* **TASK ITEM**: Down to the last line, reproduce the data that follows, but skip the pictures.

Collected data entries

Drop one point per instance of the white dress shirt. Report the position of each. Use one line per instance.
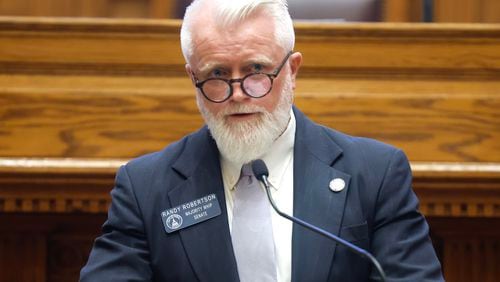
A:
(279, 161)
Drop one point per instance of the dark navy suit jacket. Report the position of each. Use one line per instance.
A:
(377, 211)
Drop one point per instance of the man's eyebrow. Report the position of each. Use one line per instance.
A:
(261, 60)
(209, 66)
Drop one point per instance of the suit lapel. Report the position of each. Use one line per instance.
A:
(207, 244)
(314, 202)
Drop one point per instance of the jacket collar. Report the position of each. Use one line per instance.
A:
(315, 154)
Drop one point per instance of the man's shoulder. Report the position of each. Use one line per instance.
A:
(160, 160)
(352, 143)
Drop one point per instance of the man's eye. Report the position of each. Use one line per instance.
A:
(257, 67)
(217, 73)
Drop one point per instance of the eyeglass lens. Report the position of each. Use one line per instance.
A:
(255, 85)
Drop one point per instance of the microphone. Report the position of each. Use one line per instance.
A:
(260, 171)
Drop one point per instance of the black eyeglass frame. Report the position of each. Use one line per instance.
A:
(272, 76)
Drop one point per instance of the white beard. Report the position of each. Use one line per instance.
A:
(245, 141)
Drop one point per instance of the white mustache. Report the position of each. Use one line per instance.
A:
(242, 109)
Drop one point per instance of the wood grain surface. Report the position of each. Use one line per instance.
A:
(117, 89)
(78, 98)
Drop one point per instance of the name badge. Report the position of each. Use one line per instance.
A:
(190, 213)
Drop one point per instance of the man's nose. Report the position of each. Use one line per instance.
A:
(238, 94)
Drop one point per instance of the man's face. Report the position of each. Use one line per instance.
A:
(233, 53)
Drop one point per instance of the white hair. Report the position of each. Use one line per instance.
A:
(229, 12)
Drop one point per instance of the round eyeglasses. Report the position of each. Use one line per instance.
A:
(255, 85)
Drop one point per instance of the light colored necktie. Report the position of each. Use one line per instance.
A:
(252, 233)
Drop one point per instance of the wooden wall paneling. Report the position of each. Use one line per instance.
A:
(162, 9)
(90, 8)
(402, 10)
(80, 97)
(467, 11)
(441, 86)
(470, 247)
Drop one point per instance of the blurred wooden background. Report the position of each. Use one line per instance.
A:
(444, 11)
(80, 96)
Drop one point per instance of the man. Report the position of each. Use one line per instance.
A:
(179, 215)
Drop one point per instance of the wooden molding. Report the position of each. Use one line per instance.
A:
(83, 185)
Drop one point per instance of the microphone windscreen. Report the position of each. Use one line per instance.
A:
(259, 169)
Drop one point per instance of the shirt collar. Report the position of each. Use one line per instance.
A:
(276, 159)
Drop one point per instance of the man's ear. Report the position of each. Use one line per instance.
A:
(295, 62)
(189, 71)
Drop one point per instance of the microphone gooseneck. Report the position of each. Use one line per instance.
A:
(261, 172)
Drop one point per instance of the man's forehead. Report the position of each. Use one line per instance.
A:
(235, 61)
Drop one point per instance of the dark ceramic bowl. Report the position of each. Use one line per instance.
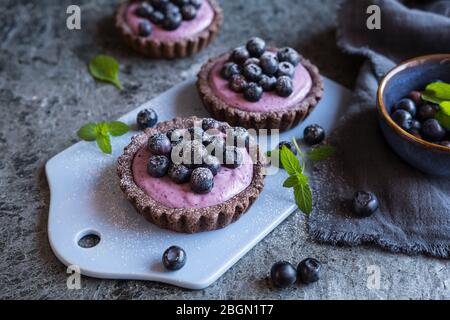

* **ANSWER SPACE**:
Drop one point per instance of the white dress shirt. Report the position of each. Use one line per instance.
A:
(279, 161)
Drop one point per instance of the dark navy suit jacket. Report the position of each. Use one line per instance.
A:
(377, 211)
Drop one point per instance of the man's eyebrow. Report the position of each. Use one line per instance.
A:
(261, 60)
(209, 66)
Drop one point per instance of the suit lapel. Report the position of each. Use one line per instance.
A:
(207, 244)
(314, 202)
Drop one point per instance of the jacket collar. Report the position of each. Use one line per instance.
A:
(315, 154)
Drop one point per instance of the man's shoulder. Report the position of each. Use one line per instance.
A:
(160, 160)
(352, 143)
Drop one point per instance of the man's eye. Report the position of each. Use one line per instance.
A:
(257, 67)
(217, 73)
Drop one point per instance of the eyeglass lens. Report the position of each. Use one line per instance.
A:
(255, 85)
Drop one point per instance of the microphone. Report the position of each. Use one line per instance.
A:
(260, 171)
Drop one point per instance of the black eyeglass frame. Report the position of each. Use one line per instance.
A:
(272, 76)
Drop one point per instance of the white beard. Report the position of each. Use one line per instance.
A:
(245, 141)
Drop one point per instance of the white mustache. Report the position of each. Use one line per instance.
A:
(242, 109)
Drop one point per instance of the wood grain surface. Report the position of each. Use one line per instance.
A:
(117, 89)
(78, 98)
Drop one point per instance of the name badge. Report the position of each. Use one line per instance.
A:
(190, 213)
Drop one point per instance of the man's nose. Report the position of each. Use one line per instance.
A:
(238, 94)
Drop one point per instance of the man's face. Report the position of each. Use one line per instance.
A:
(233, 53)
Drop one point per instance of the white hair. Report the position of each. Use one line per instance.
A:
(229, 12)
Drop one point per instance of the round eyeglasses. Report the position of each. Use one line per instance.
A:
(255, 85)
Drop one point per instance of the light colored necktie. Report the position of each. Use one line per instance.
A:
(252, 233)
Drop one point per instance of the wooden wall paneling. Report the position of each. Use one line per instance.
A:
(162, 9)
(90, 8)
(402, 10)
(80, 97)
(467, 11)
(441, 86)
(470, 247)
Drop one point per instance of the blurred wooden background. Report the position of each. Use one line per instance.
A:
(444, 11)
(80, 96)
Drop one point per instance of the man. Report the position of each. Use one line per instance.
A:
(179, 215)
Drop one point per instance of the wooden molding. Report the position of each. Use one line per instance.
A:
(83, 185)
Drop one point per instance of the microphone windscreen. Report the position of each. Use one line per instance.
A:
(259, 169)
Drop one point per instance of the shirt collar. Report the position of each. Use one line per instance.
A:
(276, 159)
Drop one point per instance of the man's ear. Report the position of each. Use one line per instance.
A:
(295, 62)
(189, 71)
Drop one point per instance of the microphone gooseneck. Report the position of each. Use one line per instance.
A:
(261, 172)
Drop one point per instance of the man's forehead. Report the position of each. Use one line per instance.
A:
(235, 61)
Drop one point per instance of the dark ceramic bowl. Report the position of each. Use one line per instance.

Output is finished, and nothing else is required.